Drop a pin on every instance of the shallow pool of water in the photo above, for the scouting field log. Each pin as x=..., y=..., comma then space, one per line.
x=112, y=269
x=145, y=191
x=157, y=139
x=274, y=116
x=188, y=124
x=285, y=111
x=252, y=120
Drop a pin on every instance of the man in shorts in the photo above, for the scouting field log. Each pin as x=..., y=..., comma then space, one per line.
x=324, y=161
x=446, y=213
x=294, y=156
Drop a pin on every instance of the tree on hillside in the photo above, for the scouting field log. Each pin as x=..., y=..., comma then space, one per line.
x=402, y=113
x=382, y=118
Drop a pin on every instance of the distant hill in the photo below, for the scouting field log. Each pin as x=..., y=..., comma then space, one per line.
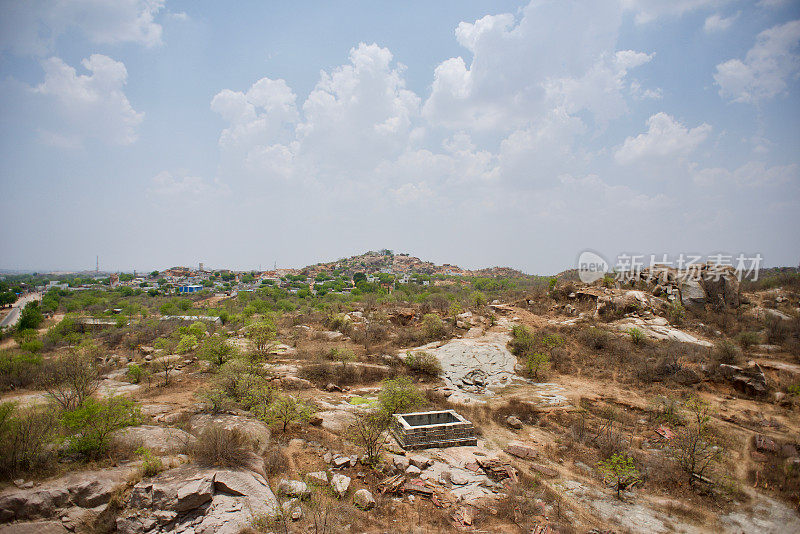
x=386, y=260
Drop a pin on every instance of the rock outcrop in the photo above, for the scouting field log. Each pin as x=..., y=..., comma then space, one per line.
x=195, y=499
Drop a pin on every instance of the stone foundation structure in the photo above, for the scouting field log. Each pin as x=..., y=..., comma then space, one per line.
x=424, y=430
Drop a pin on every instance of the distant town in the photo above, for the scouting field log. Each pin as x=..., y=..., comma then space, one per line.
x=374, y=271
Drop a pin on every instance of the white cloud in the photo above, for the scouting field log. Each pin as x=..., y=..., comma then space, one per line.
x=650, y=10
x=640, y=93
x=33, y=27
x=167, y=184
x=718, y=23
x=556, y=54
x=766, y=69
x=771, y=4
x=258, y=116
x=357, y=115
x=665, y=138
x=91, y=105
x=751, y=174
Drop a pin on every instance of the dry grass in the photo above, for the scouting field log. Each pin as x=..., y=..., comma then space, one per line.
x=220, y=447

### SET TASK
Please print all of the lines above word for word, leaving out any pictures.

### TASK RESPONSE
Drop a pin on every instance of the shallow pool of water in the photo above, for the scouting field log. Each pin as x=..., y=..., comma then space, one per line.
x=112, y=269
x=145, y=191
x=157, y=139
x=274, y=116
x=188, y=124
x=285, y=111
x=252, y=120
Drop a pin on every instance of the man in shorts in the photo above, for the scouting field log. Each pin as x=..., y=..., comma then space, one per line.
x=324, y=161
x=446, y=213
x=294, y=156
Drop a pin on every instance of the tree on hillside in the photo above, for the scouting field log. Each pin as x=..., y=..., comma then space, one per line.
x=402, y=113
x=382, y=118
Drop a pin on every instance of the distant hill in the photo below, for the scouting field log. Each pin as x=..., y=..., comma then space, one per line.
x=386, y=260
Drop a pin on every instance of the rock outcrop in the photo above, for the scouting field log. Each pin as x=..., y=..., comma then space, one per line.
x=195, y=499
Drop a pin on every instance of the stone foundation structure in the photo above, for the scouting field log. Each pin as x=..., y=..., comma then space, one per line.
x=424, y=430
Drop a pin on every instance of the distant town in the photo above, for the scouting field log. Each pin as x=..., y=..., comma then space, one per line.
x=374, y=271
Drop a pin on every instance of the white cloud in the photo above, for the scouting field log. Each pin as x=..., y=..., comma then space, one per line.
x=650, y=10
x=640, y=93
x=33, y=27
x=167, y=184
x=718, y=23
x=556, y=54
x=766, y=69
x=771, y=4
x=258, y=116
x=357, y=115
x=665, y=138
x=91, y=105
x=751, y=174
Drop a pin on every instance of the dry grass in the photo above, for the scouting field log. Each pin as x=..., y=..., comma then space, one per line.
x=220, y=447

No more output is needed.